Can you restate the records below word for word?

[Saved entries]

= = = = =

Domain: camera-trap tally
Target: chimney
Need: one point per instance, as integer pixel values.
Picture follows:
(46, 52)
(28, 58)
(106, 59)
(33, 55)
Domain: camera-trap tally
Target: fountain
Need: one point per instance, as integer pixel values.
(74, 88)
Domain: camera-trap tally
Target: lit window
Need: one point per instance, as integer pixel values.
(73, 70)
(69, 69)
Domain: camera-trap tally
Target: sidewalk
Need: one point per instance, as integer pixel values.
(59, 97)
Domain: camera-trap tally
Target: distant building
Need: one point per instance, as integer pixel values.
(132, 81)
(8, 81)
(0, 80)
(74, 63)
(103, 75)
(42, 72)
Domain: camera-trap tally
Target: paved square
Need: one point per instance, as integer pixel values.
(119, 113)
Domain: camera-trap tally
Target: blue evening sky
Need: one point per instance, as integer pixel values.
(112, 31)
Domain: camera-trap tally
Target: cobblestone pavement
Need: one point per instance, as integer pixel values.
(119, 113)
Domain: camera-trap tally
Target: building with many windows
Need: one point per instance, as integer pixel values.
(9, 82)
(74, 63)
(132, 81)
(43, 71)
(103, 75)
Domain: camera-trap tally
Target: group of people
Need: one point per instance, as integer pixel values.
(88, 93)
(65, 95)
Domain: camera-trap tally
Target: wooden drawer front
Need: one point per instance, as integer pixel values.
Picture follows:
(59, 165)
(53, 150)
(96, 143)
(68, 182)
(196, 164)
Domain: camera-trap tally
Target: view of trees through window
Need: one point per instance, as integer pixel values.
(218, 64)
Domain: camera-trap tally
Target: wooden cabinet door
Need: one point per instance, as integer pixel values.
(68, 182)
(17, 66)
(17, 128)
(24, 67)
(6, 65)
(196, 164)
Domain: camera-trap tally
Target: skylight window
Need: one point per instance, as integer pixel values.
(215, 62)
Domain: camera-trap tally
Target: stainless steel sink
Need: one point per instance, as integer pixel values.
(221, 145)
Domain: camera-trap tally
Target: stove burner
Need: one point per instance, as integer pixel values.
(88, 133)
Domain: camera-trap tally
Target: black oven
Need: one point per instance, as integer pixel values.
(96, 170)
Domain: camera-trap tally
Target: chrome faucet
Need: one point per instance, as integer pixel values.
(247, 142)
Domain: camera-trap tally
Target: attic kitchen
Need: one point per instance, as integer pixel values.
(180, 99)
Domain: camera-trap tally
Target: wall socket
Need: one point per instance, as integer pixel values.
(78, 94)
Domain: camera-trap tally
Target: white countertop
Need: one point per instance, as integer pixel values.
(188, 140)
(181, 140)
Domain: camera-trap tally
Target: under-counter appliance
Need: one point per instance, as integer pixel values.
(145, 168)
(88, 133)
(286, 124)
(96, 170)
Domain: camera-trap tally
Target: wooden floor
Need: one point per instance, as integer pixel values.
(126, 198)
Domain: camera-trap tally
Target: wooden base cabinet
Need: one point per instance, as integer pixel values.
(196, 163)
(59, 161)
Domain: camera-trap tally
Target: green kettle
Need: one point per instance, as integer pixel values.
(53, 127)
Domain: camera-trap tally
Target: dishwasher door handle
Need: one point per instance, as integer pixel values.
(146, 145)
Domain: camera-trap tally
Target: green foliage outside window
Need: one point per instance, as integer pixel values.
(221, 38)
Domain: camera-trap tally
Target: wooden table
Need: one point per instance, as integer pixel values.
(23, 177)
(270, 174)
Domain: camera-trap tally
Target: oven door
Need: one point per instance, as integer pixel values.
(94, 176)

= = = = =

**Solution to this task**
Domain: camera-trap tally
Target: chimney
Need: one point per instance, as integer pixel values.
Picture follows:
(46, 52)
(28, 58)
(106, 59)
(33, 55)
Domain: camera-trap tally
Target: fountain
Need: one point per instance, as integer pixel values.
(74, 88)
Domain: camera-trap tally
Target: lit window
Need: one point per instance, as integer pixel values.
(73, 70)
(69, 69)
Domain: camera-trap tally
Target: sidewalk
Need: one point per instance, as integer pixel values.
(59, 97)
Domain: camera-trap tally
Target: distant building
Need: one point per instance, as integer pixel values.
(132, 81)
(8, 81)
(0, 80)
(74, 63)
(103, 75)
(42, 72)
Domain: camera-trap tally
Target: paved square
Need: one point per instance, as integer pixel values.
(119, 113)
Domain: camera-trap tally
Target: blue evening sky
Need: one point per instance, as integer pixel values.
(112, 31)
Domain: camera-trap tally
Target: cobblestone pavement
Need: one point per instance, as integer pixel values.
(119, 113)
Domain: camera-trap tally
Target: building with many windows
Need: one point per instance, as integer pixel values.
(9, 82)
(74, 63)
(132, 81)
(43, 71)
(103, 75)
Domain: camera-trap tally
Target: group of people
Need: one point per instance, as integer pixel values.
(88, 93)
(65, 95)
Domain: camera-trap tally
Target: wooden drawer front
Need: one point per instance, as integer pixel values.
Picture follows:
(59, 165)
(53, 150)
(96, 143)
(68, 182)
(196, 164)
Domain: camera-trap tally
Target: view of trees through window
Need: one point per instance, as integer pixel values.
(218, 64)
Domain: camera-trap tally
Target: wooden cabinet door
Need: one point per instance, as integer pixel values.
(68, 182)
(17, 66)
(17, 128)
(24, 67)
(6, 65)
(196, 164)
Domain: camera-trap tally
Target: skylight window
Need: one point per instance, as integer pixel values.
(215, 62)
Domain: camera-trap tally
Target: stainless steel sink
Need: one point per instance, as integer pixel values.
(221, 145)
Domain: camera-trap tally
Target: stove burner
Need: one point per instance, as integer pixel values.
(88, 133)
Domain: camera-trap tally
Target: black oven
Need: one point per instance, as integer pixel values.
(96, 170)
Domain: camera-trap tally
Target: chrome faucet
Need: one point per instance, as integer pixel values.
(247, 142)
Domain: camera-trap tally
Target: attic kitchen
Need: one point per instance, as integer pixel values.
(180, 99)
Domain: camera-trap tally
Target: wall socket
Need: one point per instance, as integer pixel values.
(78, 94)
Domain: camera-trap tally
Target: white countertop
Need: one point per instance, as integer pixel values.
(188, 140)
(181, 140)
Domain: camera-trap tally
Target: under-counter appliance
Need: one point per instance, as integer pixel values.
(145, 168)
(88, 133)
(286, 124)
(96, 170)
Domain: camera-trap tally
Target: wooden floor
Need: one point per instance, as integer pixel values.
(126, 198)
Domain: camera-trap tally
Target: wooden base cabinet
Need: one point per instance, as integer pixel values.
(196, 163)
(59, 161)
Domain: camera-trap tally
Target: green kettle
Need: one point per instance, as integer pixel values.
(53, 127)
Domain: camera-trap tally
Target: dishwasher door handle
Need: one point per instance, as integer pixel values.
(146, 145)
Domain: camera-trap tally
Target: green foliage outside window
Need: one point per instance, as integer pixel values.
(221, 38)
Domain: camera-trap tally
Target: wooden table
Need: one point per instance, as integer pixel values.
(23, 177)
(270, 174)
Domain: camera-trap tally
Target: oven door
Need: one point per instance, as integer pixel values.
(94, 176)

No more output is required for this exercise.